[WHAT YOU ARE ASKED TO DO]:
Rewrite the items from the line with "199 in this dermoscopic image with bounding boxes." to the line with "[0,138,244,300]", switching "dermoscopic image" to "street photo" and leaving everything else unchanged. Omit the pictures.

Source data
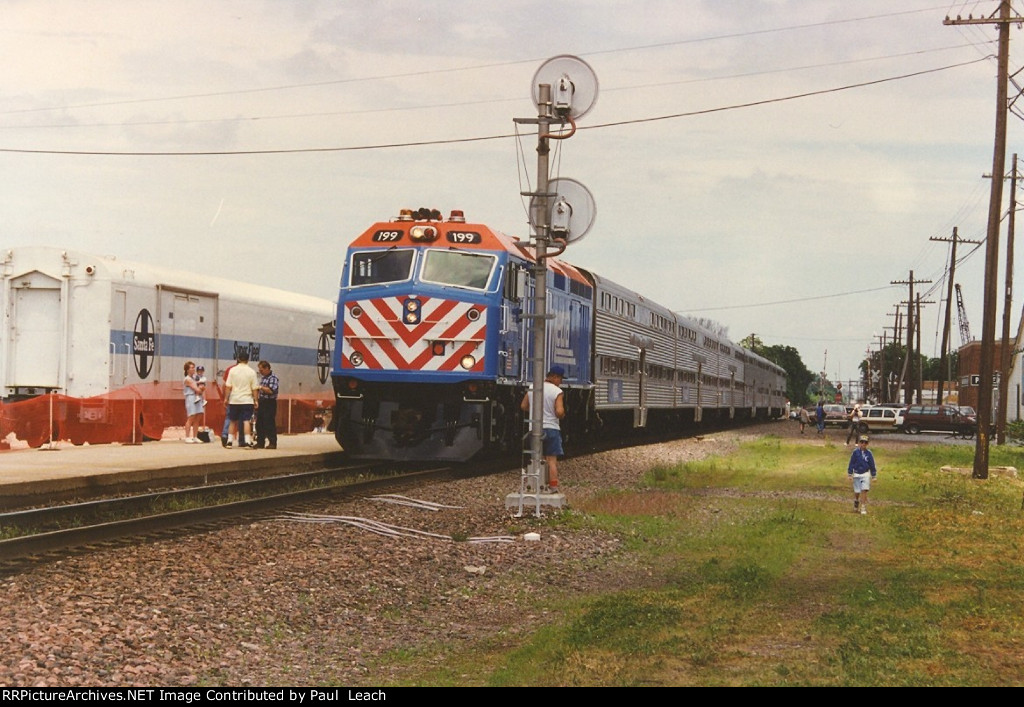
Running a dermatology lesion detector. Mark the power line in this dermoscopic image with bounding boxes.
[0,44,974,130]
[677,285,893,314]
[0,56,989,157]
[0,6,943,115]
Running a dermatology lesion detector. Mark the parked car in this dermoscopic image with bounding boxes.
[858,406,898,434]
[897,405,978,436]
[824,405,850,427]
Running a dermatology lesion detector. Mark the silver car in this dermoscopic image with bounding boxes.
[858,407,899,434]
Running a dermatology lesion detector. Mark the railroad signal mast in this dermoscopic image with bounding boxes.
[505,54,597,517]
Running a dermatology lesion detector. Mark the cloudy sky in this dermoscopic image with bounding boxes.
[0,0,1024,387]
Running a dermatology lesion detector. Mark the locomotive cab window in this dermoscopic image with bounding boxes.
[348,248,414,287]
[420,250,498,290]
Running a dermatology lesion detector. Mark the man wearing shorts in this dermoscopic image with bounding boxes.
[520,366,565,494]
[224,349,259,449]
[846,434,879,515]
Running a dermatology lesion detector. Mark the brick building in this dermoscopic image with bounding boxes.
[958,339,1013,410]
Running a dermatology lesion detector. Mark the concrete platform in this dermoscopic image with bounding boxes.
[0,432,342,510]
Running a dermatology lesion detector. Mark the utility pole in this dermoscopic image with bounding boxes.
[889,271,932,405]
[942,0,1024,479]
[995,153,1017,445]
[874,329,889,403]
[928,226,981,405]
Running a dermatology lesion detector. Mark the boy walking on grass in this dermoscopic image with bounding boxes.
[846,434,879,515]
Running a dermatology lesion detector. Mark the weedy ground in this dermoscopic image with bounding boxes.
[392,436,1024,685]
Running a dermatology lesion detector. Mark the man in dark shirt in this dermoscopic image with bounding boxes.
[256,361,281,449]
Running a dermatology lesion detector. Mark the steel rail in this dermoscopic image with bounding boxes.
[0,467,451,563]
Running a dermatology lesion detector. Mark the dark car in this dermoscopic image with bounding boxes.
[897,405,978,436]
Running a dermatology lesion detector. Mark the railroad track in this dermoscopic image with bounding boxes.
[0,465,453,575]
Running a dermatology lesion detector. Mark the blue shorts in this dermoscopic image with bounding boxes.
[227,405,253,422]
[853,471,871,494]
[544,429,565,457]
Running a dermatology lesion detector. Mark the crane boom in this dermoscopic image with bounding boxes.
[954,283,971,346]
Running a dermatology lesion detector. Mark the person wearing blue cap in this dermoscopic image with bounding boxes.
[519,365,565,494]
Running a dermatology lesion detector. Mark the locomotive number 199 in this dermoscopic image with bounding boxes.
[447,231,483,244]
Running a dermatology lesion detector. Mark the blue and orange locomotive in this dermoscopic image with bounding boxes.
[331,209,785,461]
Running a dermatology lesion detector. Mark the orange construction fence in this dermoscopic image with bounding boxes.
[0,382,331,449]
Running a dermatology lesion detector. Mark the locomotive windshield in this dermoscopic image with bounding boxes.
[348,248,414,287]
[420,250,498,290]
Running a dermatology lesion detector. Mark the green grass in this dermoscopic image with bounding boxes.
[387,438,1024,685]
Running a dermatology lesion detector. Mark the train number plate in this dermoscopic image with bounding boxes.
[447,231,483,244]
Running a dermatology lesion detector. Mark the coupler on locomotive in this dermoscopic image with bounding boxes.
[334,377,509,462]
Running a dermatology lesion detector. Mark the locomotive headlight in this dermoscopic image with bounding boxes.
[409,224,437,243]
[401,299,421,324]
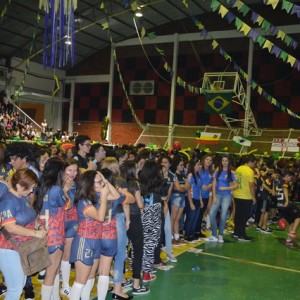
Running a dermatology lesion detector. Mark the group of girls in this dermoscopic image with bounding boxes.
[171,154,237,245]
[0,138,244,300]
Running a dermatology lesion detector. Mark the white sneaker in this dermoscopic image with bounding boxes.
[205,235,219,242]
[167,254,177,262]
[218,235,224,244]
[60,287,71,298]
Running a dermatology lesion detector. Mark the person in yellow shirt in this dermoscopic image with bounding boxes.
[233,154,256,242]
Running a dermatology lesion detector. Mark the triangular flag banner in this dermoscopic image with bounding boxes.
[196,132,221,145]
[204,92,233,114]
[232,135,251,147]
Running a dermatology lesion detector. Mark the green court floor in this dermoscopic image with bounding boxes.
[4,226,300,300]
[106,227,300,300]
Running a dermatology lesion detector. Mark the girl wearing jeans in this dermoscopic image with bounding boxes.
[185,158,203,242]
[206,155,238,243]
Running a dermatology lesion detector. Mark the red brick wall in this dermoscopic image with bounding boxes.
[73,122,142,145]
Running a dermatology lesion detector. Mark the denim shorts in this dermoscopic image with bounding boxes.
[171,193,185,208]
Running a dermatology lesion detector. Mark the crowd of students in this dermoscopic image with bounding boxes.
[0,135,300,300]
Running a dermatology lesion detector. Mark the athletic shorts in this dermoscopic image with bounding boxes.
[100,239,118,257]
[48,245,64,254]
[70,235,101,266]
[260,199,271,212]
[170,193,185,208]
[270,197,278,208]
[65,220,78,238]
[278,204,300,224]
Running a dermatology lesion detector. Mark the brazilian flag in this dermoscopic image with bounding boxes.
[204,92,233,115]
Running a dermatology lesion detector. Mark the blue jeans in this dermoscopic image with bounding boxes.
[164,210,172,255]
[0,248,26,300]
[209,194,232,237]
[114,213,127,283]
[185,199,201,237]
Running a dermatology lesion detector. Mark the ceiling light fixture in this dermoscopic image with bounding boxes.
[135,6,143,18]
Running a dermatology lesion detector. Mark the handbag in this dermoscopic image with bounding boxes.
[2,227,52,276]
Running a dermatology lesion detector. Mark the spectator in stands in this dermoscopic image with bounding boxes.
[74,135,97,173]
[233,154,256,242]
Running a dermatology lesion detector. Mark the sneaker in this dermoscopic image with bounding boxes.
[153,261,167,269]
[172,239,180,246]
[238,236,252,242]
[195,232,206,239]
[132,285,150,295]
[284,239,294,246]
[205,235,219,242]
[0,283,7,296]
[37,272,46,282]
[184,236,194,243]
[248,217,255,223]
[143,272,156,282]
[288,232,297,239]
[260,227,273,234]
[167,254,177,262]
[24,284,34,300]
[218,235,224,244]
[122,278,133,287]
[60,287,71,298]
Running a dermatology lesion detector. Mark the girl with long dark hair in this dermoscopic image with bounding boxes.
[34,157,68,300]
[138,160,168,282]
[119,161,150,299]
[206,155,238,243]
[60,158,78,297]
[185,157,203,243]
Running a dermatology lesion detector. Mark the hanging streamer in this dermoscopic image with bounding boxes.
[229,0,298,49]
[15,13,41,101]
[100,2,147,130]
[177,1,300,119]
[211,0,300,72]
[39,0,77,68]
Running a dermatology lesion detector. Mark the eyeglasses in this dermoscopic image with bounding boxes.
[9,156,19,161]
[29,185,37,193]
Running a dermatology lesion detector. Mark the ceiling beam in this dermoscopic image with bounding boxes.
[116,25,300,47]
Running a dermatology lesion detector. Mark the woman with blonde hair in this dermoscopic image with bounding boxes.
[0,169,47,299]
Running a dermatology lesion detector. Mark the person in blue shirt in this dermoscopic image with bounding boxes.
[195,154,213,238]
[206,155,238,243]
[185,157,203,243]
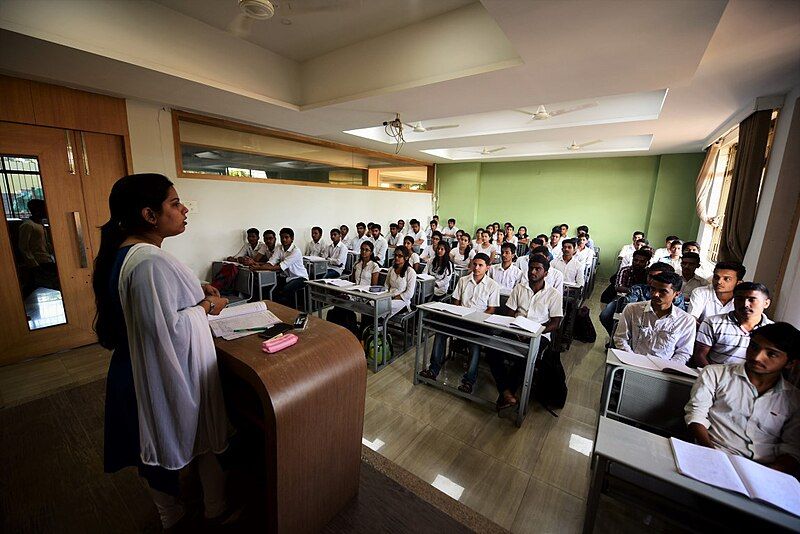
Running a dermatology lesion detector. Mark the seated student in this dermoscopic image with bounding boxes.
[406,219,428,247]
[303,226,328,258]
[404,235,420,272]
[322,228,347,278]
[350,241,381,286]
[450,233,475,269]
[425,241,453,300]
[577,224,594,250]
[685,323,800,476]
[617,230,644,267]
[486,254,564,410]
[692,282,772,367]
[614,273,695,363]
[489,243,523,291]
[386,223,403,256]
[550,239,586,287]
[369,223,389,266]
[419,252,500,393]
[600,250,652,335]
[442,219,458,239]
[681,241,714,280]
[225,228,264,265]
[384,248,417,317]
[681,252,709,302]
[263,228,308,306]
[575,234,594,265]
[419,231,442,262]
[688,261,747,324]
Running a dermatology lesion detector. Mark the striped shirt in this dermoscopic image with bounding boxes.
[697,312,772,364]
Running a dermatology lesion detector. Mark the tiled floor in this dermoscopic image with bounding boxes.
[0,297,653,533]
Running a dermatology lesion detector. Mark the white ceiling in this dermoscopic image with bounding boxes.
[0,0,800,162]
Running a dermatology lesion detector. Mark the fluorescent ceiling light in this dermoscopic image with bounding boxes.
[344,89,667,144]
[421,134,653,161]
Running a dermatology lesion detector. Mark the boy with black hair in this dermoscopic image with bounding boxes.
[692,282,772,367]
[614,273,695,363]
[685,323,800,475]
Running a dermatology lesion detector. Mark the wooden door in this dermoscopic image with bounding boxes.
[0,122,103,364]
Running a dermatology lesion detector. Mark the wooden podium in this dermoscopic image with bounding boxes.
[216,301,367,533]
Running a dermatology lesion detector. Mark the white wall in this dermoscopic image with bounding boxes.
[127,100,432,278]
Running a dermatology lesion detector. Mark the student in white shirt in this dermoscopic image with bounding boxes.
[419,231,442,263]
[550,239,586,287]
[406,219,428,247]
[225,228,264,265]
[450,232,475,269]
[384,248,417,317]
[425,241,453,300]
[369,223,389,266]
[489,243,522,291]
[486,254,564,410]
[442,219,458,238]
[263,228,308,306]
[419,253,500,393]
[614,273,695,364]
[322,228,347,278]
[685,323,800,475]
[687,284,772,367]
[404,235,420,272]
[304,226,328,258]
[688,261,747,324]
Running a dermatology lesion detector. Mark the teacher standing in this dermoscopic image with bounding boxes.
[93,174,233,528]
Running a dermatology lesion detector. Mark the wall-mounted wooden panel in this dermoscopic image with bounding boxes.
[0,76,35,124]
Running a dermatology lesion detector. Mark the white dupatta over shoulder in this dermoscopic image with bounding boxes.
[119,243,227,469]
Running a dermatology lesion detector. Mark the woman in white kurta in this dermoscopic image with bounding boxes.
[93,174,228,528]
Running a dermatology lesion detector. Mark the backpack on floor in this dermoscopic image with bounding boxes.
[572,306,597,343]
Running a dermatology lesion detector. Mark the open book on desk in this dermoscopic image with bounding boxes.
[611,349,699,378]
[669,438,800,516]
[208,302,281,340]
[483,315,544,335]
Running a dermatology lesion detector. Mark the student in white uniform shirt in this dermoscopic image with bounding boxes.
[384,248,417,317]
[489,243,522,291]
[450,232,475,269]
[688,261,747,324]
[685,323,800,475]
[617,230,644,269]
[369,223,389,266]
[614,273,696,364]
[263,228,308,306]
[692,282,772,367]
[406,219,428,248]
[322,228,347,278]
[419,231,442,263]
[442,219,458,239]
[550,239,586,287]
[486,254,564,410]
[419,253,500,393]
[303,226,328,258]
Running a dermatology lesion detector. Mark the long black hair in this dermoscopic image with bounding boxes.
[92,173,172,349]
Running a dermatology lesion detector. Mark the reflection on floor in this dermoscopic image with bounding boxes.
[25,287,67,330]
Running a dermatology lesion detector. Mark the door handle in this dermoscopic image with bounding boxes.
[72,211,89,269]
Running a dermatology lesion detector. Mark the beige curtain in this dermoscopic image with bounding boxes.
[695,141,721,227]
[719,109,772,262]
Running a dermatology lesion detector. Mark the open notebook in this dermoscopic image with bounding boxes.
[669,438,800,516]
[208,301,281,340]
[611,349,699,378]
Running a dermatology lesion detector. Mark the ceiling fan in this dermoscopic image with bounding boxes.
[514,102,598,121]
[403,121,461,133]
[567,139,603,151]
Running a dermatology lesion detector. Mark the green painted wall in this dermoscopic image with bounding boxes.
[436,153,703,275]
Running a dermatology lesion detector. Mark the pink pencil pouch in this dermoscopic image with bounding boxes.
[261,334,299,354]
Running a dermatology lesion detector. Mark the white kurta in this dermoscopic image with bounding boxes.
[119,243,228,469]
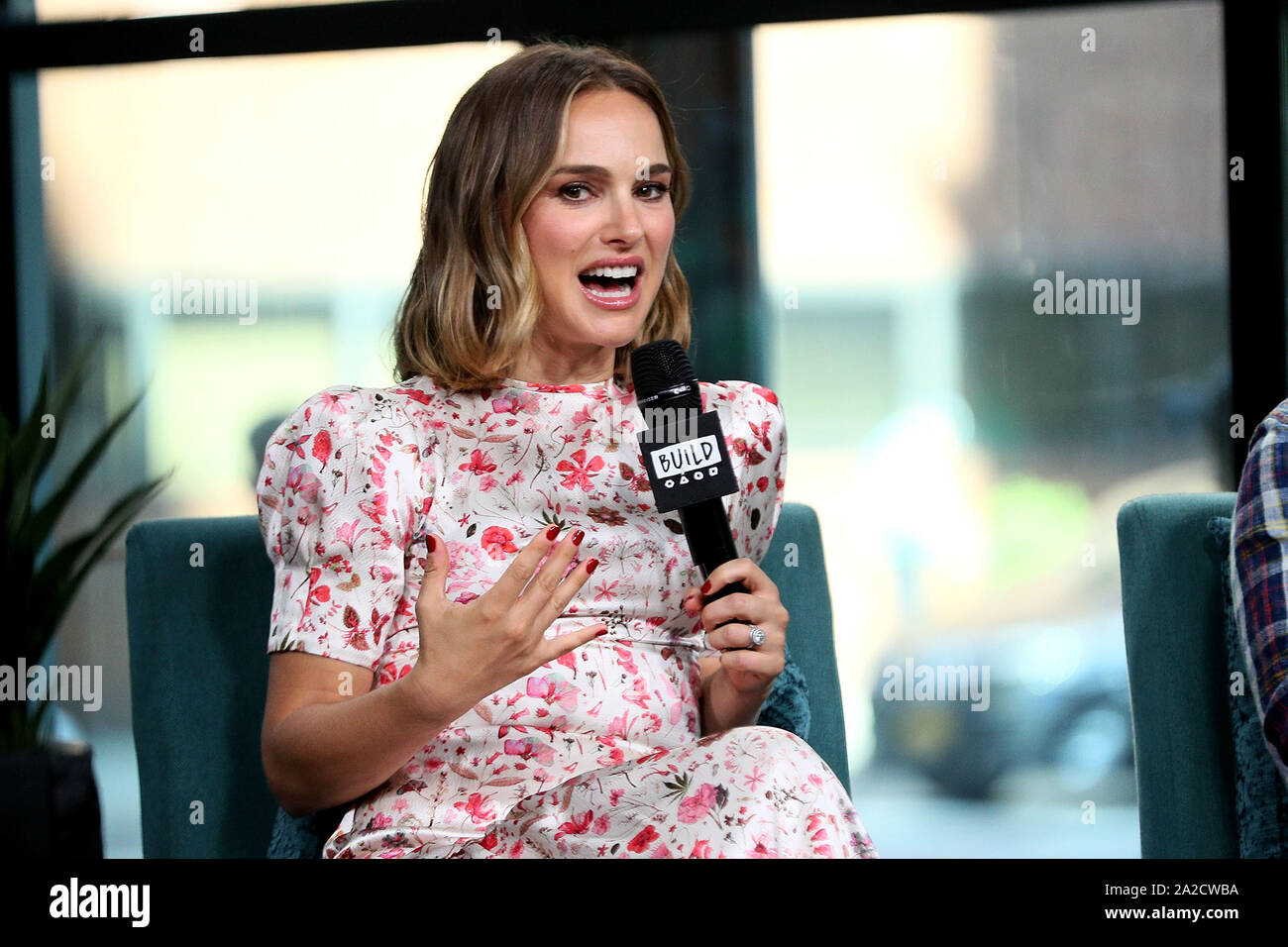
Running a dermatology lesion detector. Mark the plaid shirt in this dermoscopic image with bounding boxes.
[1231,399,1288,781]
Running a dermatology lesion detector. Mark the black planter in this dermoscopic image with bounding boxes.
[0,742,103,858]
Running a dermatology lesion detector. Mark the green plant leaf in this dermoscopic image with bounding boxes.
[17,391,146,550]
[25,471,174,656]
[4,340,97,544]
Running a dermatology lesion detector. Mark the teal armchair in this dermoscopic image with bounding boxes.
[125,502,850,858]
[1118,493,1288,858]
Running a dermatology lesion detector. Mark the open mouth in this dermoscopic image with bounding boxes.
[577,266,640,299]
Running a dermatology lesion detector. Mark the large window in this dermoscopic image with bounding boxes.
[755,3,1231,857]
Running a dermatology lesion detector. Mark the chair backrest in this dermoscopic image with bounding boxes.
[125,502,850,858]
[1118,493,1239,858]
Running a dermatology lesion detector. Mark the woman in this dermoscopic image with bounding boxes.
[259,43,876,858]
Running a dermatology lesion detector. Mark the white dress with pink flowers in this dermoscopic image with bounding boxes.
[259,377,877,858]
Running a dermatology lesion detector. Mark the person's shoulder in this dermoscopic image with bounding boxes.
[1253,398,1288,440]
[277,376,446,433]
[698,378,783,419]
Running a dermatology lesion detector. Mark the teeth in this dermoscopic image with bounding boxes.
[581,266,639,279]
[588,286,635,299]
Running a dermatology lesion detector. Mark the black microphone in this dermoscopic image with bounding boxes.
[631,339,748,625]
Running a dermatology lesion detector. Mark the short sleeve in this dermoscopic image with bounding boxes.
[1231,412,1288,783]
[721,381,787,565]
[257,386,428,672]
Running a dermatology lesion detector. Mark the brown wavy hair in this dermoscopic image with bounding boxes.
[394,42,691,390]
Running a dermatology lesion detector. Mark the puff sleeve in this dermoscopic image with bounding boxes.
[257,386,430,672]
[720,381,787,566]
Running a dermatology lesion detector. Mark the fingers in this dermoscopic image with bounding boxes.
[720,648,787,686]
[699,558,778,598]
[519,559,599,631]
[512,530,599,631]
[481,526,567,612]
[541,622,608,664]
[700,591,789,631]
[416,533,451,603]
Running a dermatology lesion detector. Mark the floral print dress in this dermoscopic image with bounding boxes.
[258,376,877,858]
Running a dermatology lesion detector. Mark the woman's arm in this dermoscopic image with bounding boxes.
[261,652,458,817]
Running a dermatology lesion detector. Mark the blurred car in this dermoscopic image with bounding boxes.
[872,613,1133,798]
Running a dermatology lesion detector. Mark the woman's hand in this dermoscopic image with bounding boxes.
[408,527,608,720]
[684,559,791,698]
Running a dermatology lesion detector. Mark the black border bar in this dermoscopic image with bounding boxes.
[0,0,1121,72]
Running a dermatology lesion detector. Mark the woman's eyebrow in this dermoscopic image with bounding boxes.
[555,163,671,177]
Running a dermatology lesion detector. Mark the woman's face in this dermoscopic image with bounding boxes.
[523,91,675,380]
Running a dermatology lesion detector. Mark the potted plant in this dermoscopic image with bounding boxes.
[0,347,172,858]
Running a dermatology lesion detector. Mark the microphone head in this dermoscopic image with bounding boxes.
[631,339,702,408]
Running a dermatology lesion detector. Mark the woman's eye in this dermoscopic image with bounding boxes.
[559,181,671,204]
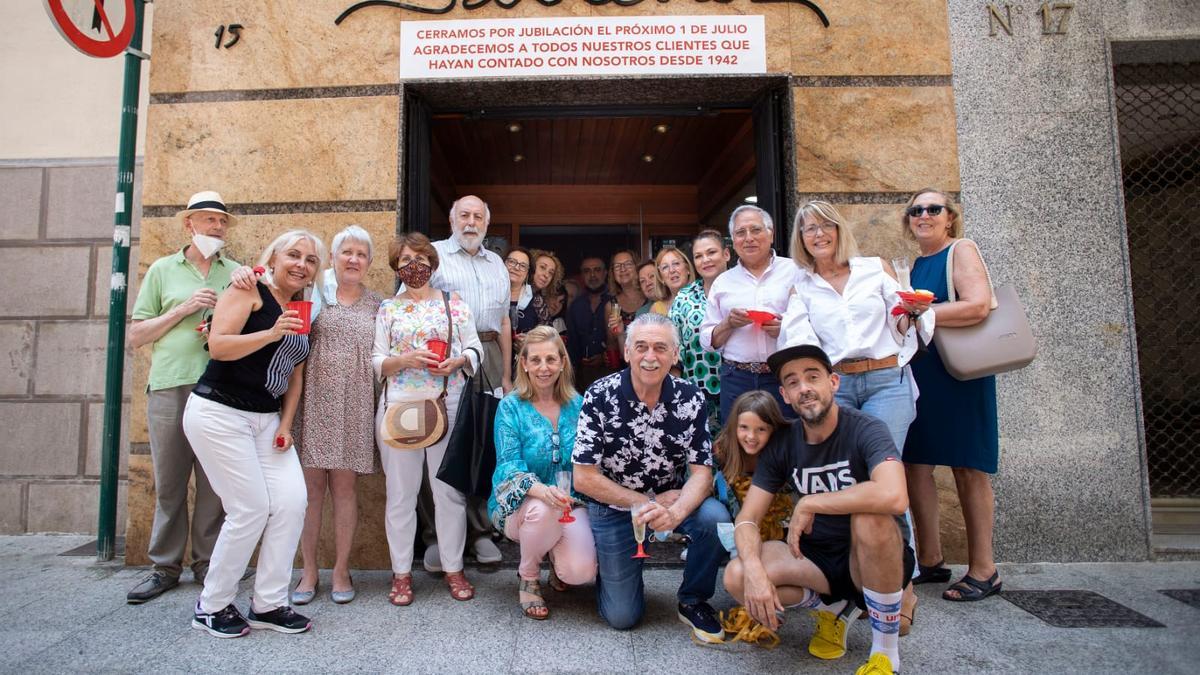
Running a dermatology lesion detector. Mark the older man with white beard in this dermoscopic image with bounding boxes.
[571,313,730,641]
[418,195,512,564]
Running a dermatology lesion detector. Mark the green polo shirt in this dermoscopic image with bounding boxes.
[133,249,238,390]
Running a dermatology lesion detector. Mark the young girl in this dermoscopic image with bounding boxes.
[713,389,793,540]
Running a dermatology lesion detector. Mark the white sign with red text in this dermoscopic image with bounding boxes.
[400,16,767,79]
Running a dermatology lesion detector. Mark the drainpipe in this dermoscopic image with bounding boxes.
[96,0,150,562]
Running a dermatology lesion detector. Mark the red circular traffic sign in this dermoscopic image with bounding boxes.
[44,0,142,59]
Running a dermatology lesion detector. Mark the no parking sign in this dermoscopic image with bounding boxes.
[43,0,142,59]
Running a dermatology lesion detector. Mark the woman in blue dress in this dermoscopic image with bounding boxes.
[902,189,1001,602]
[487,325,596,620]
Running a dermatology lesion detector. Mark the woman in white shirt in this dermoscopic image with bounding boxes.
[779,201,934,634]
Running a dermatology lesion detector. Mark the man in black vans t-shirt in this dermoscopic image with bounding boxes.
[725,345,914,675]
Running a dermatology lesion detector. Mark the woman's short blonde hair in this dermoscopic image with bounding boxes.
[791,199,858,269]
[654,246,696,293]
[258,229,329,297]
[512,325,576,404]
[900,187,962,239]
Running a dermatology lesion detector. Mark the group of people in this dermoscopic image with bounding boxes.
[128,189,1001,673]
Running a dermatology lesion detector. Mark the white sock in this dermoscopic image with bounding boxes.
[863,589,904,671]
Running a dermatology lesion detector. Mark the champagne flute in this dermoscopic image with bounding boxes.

[FINISHED TASK]:
Running a dermatology lesion detector. Mark the locomotive number 199 in this street photo with bounding boxes.
[447,231,483,244]
Running a dermatology lesion detector. Mark the blue and orange locomotive in this street photo with bounding boxes.
[331,209,785,461]
Running a dermatology lesion detector. Mark the orange construction fence in this street photo with bounding boxes.
[0,382,331,449]
Running a dermatology lesion detector. Mark the locomotive windshield in this street photo with bounding boxes.
[348,248,414,287]
[420,250,498,290]
Running a dermatology lesion detector. Mark the green grass in this street photo with bounding boxes.
[387,438,1024,685]
Running a dermatology lesion detector. Mark the train number plate in this street photo with bounding boxes.
[447,231,483,244]
Running a dermatology lesion detector. Mark the coupler on locomotive in this street photo with bounding boxes.
[334,377,509,462]
Running a dermatology lesion detector. Mark the locomotive headlight in this street photo with bounding boxes.
[409,224,437,243]
[401,299,421,324]
Running a dermatology lesion detector. Mark the group of girls in this street photo with bounding boxes.
[171,154,237,245]
[0,138,244,300]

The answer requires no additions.